-- Data shown follows --
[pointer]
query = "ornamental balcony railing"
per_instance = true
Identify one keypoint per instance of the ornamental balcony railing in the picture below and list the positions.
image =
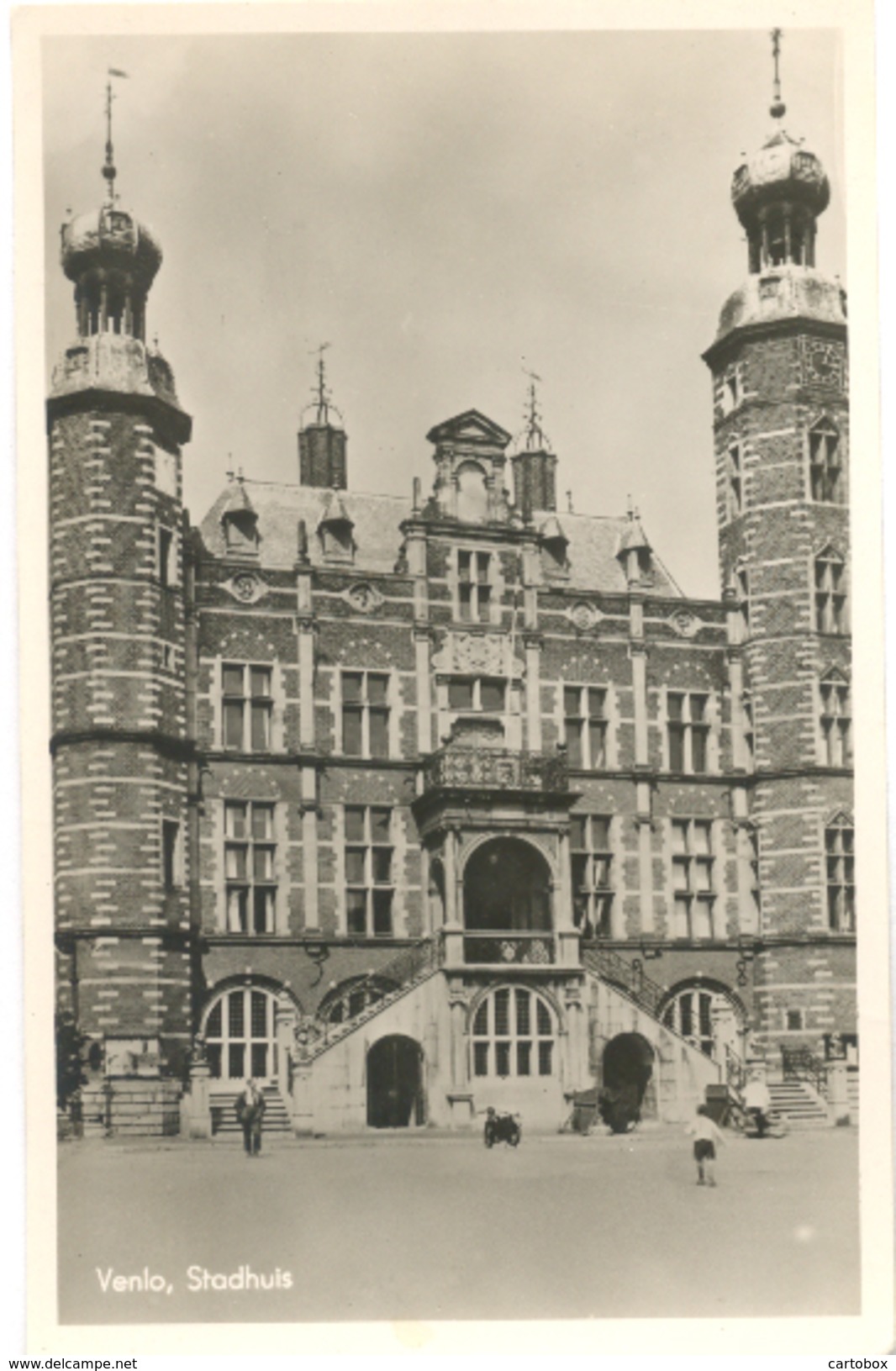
(495, 768)
(509, 949)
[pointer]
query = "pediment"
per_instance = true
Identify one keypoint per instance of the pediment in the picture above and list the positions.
(470, 427)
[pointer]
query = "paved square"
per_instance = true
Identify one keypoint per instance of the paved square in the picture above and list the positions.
(421, 1227)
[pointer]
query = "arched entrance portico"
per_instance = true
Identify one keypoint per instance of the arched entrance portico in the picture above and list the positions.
(628, 1066)
(395, 1084)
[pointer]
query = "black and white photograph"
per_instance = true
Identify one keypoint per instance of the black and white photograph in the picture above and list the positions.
(465, 808)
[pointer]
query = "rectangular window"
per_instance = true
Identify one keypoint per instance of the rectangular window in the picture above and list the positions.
(840, 873)
(825, 465)
(250, 867)
(591, 857)
(830, 595)
(166, 568)
(170, 853)
(474, 587)
(688, 732)
(735, 482)
(755, 888)
(477, 694)
(247, 708)
(369, 871)
(366, 713)
(750, 731)
(693, 891)
(730, 393)
(585, 725)
(836, 724)
(741, 586)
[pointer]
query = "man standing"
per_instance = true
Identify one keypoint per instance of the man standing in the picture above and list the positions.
(250, 1110)
(758, 1101)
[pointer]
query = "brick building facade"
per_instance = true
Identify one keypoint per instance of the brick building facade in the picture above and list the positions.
(413, 805)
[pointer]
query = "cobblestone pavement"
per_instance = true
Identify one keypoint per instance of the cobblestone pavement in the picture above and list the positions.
(419, 1227)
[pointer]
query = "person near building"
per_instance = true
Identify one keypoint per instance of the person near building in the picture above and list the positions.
(758, 1103)
(250, 1112)
(706, 1136)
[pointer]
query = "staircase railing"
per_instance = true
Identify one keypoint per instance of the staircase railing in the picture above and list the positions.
(402, 971)
(802, 1064)
(628, 975)
(735, 1071)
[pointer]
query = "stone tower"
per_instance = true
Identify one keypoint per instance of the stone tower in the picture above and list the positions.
(778, 367)
(119, 742)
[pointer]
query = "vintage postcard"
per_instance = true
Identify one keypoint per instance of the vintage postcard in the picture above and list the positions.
(452, 679)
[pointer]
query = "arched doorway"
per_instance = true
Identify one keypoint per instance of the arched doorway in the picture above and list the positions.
(709, 1018)
(628, 1066)
(395, 1084)
(507, 888)
(240, 1030)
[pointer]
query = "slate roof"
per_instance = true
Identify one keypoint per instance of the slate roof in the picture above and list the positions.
(593, 540)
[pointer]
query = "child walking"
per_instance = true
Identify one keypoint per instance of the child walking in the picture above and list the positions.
(706, 1136)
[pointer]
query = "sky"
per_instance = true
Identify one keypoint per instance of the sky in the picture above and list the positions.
(445, 211)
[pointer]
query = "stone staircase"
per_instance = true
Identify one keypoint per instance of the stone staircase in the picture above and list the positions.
(410, 968)
(226, 1126)
(799, 1104)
-- Data shown concluded --
§ Task description: Please repeat all of the data exactly as it stands, leaving the pictures out.

§ Answer space:
[pointer]
query = "ornamental balcony railing"
per_instance = true
Identify one keypoint per instance of the ornamental balcony railing in the picture below and list the positions.
image =
(495, 768)
(509, 949)
[pointer]
query = "pediment"
per_instance = true
Identify one keypoint per instance of the pediment in the picture above and list the positions.
(470, 427)
[pointer]
query = "paved square"
per_instance = true
Identify one keypoint per instance of the paved square in the picture above and list the positions.
(421, 1227)
[pointer]
query = "arched entrance portico"
per_instance = true
Identify one keypoint per instance of the arched entrance portico in the picture above and list the positions.
(628, 1066)
(395, 1084)
[pointer]
query = "black and white photograph"
per_instance = true
Identify one keypoint per instance of the black and white photograph in the picture above and list the positions.
(465, 808)
[pointer]
query = "rectangular window"
per_instance = true
Identify one keypoint per instance of the rectangular window in the picture above and list the positions.
(840, 873)
(825, 465)
(250, 867)
(591, 857)
(830, 595)
(166, 568)
(170, 853)
(474, 587)
(688, 732)
(735, 482)
(755, 888)
(477, 694)
(247, 708)
(369, 871)
(366, 713)
(750, 731)
(693, 891)
(730, 393)
(585, 725)
(836, 724)
(741, 586)
[pointer]
query = "man standing"
per_instance = true
Identify one keypoint per instance of the man standing in the picture above and list the positions.
(250, 1110)
(758, 1101)
[pointer]
query = "brick building facade"
per_instance = true
Identify one keypoint per instance of the brick building facade in the picture above and list the positions.
(413, 805)
[pointer]
query = "cobblestone pavement"
per_instance = true
Identify one keypoint per instance of the cobblestone pavement in the picture above and list the positions.
(419, 1227)
[pointer]
query = "person near building"
per_instance = true
Identify one keypoint per instance of the person near building in the picture above and list the positions.
(758, 1103)
(250, 1112)
(706, 1136)
[pointer]
query = "staircase railing"
per_instance = true
Identify one keypoint per instance of the staircase railing in the picture above and list the positions.
(402, 971)
(802, 1064)
(628, 975)
(735, 1071)
[pointer]
query = "stone tower"
per_instance = true
Identify one keypoint per instance of the stone tower in the picture above and list the positions.
(778, 367)
(119, 742)
[pointer]
query = "vintage postcard"
per_instance = true
Identify one keypoint per instance of the vintage postcard in the picture above and list the positions.
(452, 679)
[pointer]
query = "arched doorway"
per_instance = true
Identify one keypoint per instance of the arched doorway in the picture above and list the positions.
(709, 1018)
(628, 1066)
(395, 1084)
(507, 888)
(240, 1030)
[pointer]
query = "slate roof"
per_instance = true
Identify one keypoint per instance of the slate roof in the picture above and list the positions.
(593, 540)
[pointer]
query = "child walking"
per_instance = true
Identify one keypoint per instance of the child walking in the picture above and list the positions.
(706, 1136)
[pointer]
query = "sky"
per_instance = true
Identify one keypoint per instance of the sky in the picture above and list the positions.
(445, 211)
[pointer]
query = "stone staircase"
per_instance = true
Identify one keypoint per instance of the stone staircase in the picture above and list the positions.
(410, 968)
(226, 1126)
(799, 1104)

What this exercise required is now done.